* **WORK REQUIRED**: Whatever appears in the data below, copy it exactly.
(RECORDS PROVIDED begins)
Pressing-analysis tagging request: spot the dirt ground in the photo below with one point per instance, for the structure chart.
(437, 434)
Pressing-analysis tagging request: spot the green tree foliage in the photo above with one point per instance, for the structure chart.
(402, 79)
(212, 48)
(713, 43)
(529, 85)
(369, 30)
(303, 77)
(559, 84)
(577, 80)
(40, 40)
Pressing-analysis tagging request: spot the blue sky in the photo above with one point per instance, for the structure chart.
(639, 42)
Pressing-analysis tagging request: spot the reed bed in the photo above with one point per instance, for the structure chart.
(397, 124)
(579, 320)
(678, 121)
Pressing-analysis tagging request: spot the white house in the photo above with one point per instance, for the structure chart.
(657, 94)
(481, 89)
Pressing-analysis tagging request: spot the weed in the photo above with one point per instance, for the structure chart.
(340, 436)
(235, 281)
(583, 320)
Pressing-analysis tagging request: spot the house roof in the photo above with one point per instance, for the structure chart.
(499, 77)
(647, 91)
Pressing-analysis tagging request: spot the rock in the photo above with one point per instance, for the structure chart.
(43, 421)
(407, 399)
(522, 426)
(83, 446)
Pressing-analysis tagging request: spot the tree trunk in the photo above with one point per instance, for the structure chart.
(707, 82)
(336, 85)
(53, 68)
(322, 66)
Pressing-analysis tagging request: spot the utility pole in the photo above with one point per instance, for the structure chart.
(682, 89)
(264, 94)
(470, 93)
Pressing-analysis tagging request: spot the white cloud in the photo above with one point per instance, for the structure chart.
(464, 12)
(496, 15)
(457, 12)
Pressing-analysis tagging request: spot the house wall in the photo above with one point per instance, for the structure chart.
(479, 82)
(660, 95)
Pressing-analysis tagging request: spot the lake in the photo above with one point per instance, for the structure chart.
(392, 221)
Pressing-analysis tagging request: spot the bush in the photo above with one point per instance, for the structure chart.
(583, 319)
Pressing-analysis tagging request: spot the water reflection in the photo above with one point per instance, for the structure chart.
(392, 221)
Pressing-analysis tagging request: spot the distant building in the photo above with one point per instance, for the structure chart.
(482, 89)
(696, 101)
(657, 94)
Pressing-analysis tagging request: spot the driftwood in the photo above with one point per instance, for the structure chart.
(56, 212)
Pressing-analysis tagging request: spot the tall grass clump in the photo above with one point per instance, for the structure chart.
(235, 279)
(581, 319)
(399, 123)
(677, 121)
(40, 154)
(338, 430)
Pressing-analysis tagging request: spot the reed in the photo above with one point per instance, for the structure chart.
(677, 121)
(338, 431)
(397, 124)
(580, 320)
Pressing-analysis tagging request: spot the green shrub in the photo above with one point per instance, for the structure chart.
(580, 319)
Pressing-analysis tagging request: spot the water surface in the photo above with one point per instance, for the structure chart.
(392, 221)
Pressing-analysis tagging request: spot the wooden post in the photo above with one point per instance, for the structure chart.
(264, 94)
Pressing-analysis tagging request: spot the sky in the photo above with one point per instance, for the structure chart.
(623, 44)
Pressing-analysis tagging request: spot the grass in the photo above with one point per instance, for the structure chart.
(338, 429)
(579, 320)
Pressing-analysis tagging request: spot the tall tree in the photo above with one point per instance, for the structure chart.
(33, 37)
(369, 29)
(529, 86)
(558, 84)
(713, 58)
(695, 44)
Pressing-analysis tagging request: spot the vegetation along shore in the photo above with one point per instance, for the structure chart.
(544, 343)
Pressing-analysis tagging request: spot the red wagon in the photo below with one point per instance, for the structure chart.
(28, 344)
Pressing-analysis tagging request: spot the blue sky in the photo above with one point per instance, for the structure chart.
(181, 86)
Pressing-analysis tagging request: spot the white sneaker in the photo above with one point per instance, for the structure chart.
(RECORDS PROVIDED ends)
* **RESULT FOR THIS EXERCISE**:
Pressing-analysis tagging request: spot the dirt ground in the photo below with one point per instance, for the structure chart.
(437, 434)
Pressing-analysis tagging request: spot the green tree foliage in the photo above with one point per instance, for the structure chart.
(402, 79)
(212, 48)
(713, 43)
(529, 85)
(369, 30)
(303, 77)
(559, 84)
(577, 80)
(40, 40)
Pressing-analysis tagging request: spot the blue sky in the photo above with one point per instance, for the structure chart.
(639, 42)
Pressing-analysis tagging request: spot the reed bed in the photo above with one point per instance, for the structure chart.
(397, 124)
(579, 320)
(678, 121)
Pressing-analysis tagging request: spot the white house in the photo above with one point per instance, for the structure chart.
(657, 94)
(481, 89)
Pressing-analysis tagging request: spot the weed in the photo above with one point per instance, for the structure chart.
(340, 436)
(235, 281)
(583, 320)
Pressing-analysis tagging request: spot the house roof in the photo above with one point per instance, for the structure chart.
(499, 77)
(647, 91)
Pressing-analysis tagging request: spot the rock in the photo above with one point per instance, for the structure chart.
(43, 421)
(407, 399)
(522, 426)
(83, 446)
Pressing-analysis tagging request: spot the tree trunk in the photo above with one point per instance, for the structure chart.
(707, 82)
(336, 85)
(53, 68)
(322, 66)
Pressing-analysis tagging request: spot the utility pole in the photo above with one point per instance, for the structure chart.
(682, 89)
(264, 94)
(470, 93)
Pressing-analysis tagging request: spot the white cloud in the photo above with one point per instance, for the structure chart.
(464, 12)
(496, 15)
(457, 12)
Pressing-analysis tagging request: spot the house wall in the photo above with one point per instance, for the structure chart.
(479, 82)
(660, 95)
Pressing-analysis tagging request: spot the lake in the photo above with one point per instance, for the structure chart.
(392, 221)
Pressing-analysis tagging request: spot the bush in the photo above with one point per instance, for the structure chart.
(583, 319)
Pressing-analysis tagging request: spot the water reflection in the photo above with one point per instance, for the structure chart.
(392, 221)
Pressing-analysis tagging request: spot the distant building in the photo above with one point per instance, for the structure chart.
(482, 89)
(696, 101)
(657, 94)
Pressing-analysis tagging request: spot the driftwood in the photo above with one point per instance, for the structure chart.
(56, 212)
Pressing-analysis tagging request: spot the tall grass clump in the photo above with one point per instance, for the structure chart.
(235, 279)
(581, 319)
(399, 123)
(677, 121)
(40, 154)
(338, 430)
Pressing-analysis tagging request: spot the reed in the photo above with one point per instance, for the structure chart.
(677, 121)
(338, 431)
(397, 124)
(580, 320)
Pressing-analysis tagging request: spot the green shrub in the photo above with one point per instance, for the structure chart.
(580, 319)
Pressing-analysis tagging request: spot the water surface in the photo above with one point per instance, for the structure chart.
(392, 221)
Pressing-analysis tagging request: spot the wooden post in the photo above with one point per instance, for the structure chart.
(264, 94)
Pressing-analysis tagging request: spot the sky in the photo above with one point per instance, for the structure chart.
(623, 44)
Pressing-analysis tagging request: spot the grass in the photo above with one point per instance, for the structure chart.
(338, 429)
(579, 320)
Pressing-analysis tagging request: spot the tall tree in the photo above with one point per instance, for the structure chart.
(33, 37)
(369, 29)
(529, 86)
(558, 84)
(713, 58)
(695, 44)
Pressing-analysis tagging request: spot the vegetation along shore in the photo above with one point per instance, for the structure chart.
(544, 343)
Pressing-analysis tagging request: spot the red wagon in the photo below with one point per instance, for the structure chart.
(28, 344)
Pressing-analysis tagging request: spot the blue sky in the photo above with one point per instance, for the structure chart.
(181, 86)
Pressing-analysis tagging request: spot the white sneaker in the photo above with one point per instance, for the structure chart.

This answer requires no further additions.